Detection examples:
— START —

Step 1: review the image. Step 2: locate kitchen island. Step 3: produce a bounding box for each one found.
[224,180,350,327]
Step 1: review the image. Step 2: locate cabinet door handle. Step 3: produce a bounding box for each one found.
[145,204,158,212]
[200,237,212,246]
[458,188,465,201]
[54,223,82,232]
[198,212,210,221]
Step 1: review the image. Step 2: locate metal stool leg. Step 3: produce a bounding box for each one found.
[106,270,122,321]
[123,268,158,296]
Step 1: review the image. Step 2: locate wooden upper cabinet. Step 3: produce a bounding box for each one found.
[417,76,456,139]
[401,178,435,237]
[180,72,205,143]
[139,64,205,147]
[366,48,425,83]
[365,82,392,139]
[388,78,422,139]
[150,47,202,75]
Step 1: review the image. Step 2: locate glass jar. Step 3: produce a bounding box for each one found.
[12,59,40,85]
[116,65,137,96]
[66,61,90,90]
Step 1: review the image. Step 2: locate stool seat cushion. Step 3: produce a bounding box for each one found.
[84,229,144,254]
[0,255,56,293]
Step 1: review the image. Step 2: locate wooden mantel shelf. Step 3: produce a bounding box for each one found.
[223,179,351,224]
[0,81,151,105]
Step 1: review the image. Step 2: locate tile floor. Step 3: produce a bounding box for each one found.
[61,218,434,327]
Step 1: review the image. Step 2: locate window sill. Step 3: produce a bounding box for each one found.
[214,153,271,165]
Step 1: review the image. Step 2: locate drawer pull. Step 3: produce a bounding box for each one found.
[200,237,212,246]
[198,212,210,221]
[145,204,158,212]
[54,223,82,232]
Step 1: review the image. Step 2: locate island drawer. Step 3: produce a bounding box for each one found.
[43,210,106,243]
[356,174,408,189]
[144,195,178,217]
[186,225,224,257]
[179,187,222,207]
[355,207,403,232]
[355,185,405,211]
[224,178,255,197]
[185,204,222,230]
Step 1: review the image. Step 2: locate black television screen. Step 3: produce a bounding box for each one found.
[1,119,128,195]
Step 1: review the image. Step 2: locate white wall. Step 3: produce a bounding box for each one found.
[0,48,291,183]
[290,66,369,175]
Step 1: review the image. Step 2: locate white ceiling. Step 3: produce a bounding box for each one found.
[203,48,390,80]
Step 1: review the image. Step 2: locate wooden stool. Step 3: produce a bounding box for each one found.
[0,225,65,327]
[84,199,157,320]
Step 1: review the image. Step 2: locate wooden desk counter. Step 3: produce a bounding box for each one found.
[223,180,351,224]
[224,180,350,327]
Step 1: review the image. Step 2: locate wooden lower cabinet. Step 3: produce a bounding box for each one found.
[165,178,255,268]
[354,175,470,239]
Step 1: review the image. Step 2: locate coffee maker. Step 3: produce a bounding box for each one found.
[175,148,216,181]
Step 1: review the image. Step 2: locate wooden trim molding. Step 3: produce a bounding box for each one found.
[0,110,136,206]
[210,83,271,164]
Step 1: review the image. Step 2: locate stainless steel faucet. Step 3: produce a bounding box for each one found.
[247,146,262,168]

— END —

**Problem to work on:** Print all of the material above, line by line, without changing anything.

**Correct response:**
Step 1: review the image. Step 2: locate kitchen island. Step 3: produce a bounding box for each one found.
[224,180,350,327]
Step 1: review the image. Step 2: locate cabinet door handle. Step 3: produce a bounding box for each one found.
[145,204,158,212]
[200,237,212,246]
[458,188,465,201]
[54,223,82,232]
[198,212,210,221]
Step 1: review the image. Step 2: locate metal stool leg. Step 3: produce a bounding box for each one found.
[106,270,122,321]
[123,268,158,296]
Step 1: review the image. Step 2: locate wooden upper cabinet. Step 3: produce a bounding box for each one found.
[417,76,456,139]
[401,178,435,237]
[180,72,205,143]
[139,64,205,147]
[366,48,425,83]
[365,82,392,139]
[388,78,422,139]
[150,47,202,75]
Step 1: review the image. Step 2: locate glass jar. Step 3: produce a bounding box for each one found.
[12,59,40,85]
[116,65,137,96]
[66,61,90,90]
Step 1: review the image. Step 2: locate stool seat cushion. Step 3: produce a bounding box for each one found.
[84,229,144,254]
[0,255,56,293]
Step 1: review the image. Step 2: locate wooden mantel shelf. Step 3: produce a bounding box for each one found.
[223,179,351,224]
[0,81,151,105]
Step 1: review the image. Step 2: locate tile floor. Step 3: produce a bounding box for each one found.
[61,218,434,327]
Step 1: review the image. Step 2: locate window sill. Step 3: produce a bounding box for each one found.
[214,153,271,165]
Step 1: review the image. Step 2: locate drawer pull. Step 3: produce a bounding box for each one found.
[200,237,212,246]
[198,212,210,221]
[145,204,158,212]
[54,223,82,232]
Step 1: review the image. Step 2: locate island drawer. Step 3: produce a bounding box for each one found.
[43,210,106,243]
[356,174,408,189]
[144,195,178,217]
[186,225,224,257]
[179,187,222,207]
[355,207,403,232]
[355,185,405,211]
[224,178,255,197]
[185,204,222,230]
Step 1: review the image. Step 2: locate black television screen. Step 3: produce a bounding box for each one found.
[1,119,128,195]
Step 1: review the image. Step 2: locate white wall. Step 3: produce a bounding box for each one found.
[0,48,291,183]
[290,66,369,175]
Step 1: review the image. Step 2: locate white ceiling. Step 3: produce a bounding box for each one found.
[203,48,390,80]
Step 1: review the image. Step 2: locate wooden stool. Step 3: produce a bounding box for each one found.
[0,225,65,327]
[84,199,157,320]
Step 1: review the image. Step 2: locate wooden desk counter. Step 3: produce a bounding box for each one found.
[223,180,351,224]
[224,180,350,327]
Step 1: review the image. Step 2: locate wooden lower cabinet. Step 3: produce a bounding box for each one found.
[165,178,255,268]
[354,175,470,239]
Step 1: review the image. Step 2: locate coffee maker. Step 3: produce a bounding box for each one found.
[175,148,216,181]
Step 1: review the image. Step 2: locate wooden trim molding. Step 3: produce a bounding box for each one found.
[0,110,136,206]
[210,83,271,164]
Step 1: review the image. Step 2: locate stainless steel faucet. Step 3: produce a bounding box for each one found.
[247,146,262,168]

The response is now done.